YOUR ASSIGNMENT
Whenever a line in this data holds the word "TARGET", report that line in full.

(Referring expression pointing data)
------------
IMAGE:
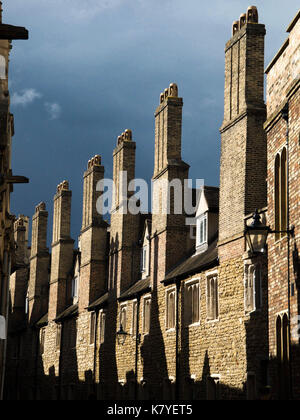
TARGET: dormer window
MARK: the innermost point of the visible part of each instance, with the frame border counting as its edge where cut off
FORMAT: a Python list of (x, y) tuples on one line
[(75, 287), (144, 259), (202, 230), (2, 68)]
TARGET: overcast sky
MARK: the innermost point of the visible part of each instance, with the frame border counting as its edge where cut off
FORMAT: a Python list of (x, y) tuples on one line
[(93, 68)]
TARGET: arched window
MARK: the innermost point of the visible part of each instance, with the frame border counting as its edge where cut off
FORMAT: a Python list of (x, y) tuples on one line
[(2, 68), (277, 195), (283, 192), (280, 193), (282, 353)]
------------
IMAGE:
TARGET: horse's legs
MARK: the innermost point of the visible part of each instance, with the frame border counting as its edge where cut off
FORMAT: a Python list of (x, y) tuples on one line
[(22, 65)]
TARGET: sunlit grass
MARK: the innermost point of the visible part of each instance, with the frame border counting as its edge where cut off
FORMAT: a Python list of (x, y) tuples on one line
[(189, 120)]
------------
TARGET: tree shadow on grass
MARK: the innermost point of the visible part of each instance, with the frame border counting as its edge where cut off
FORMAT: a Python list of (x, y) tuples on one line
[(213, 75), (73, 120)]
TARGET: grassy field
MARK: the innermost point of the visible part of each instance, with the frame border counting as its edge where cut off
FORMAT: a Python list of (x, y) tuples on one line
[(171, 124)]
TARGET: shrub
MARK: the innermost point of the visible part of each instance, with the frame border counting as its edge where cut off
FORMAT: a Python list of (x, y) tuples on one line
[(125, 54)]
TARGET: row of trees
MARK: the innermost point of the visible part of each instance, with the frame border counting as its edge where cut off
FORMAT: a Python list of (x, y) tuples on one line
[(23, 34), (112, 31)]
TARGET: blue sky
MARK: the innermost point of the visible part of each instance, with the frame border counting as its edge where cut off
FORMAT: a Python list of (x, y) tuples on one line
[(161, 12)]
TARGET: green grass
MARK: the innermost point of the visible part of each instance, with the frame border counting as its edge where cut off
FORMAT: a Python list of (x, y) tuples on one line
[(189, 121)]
------------
YOUR SOLUTION
TARGET: dormer window
TARGET: overcast sky
TARGET: arched window
TARGET: horse's legs
TARGET: sunlit grass
TARGET: tree shadow on grass
TARGET: grassy field
TARGET: shrub
TARGET: row of trees
TARGET: blue sky
TARGET: green grass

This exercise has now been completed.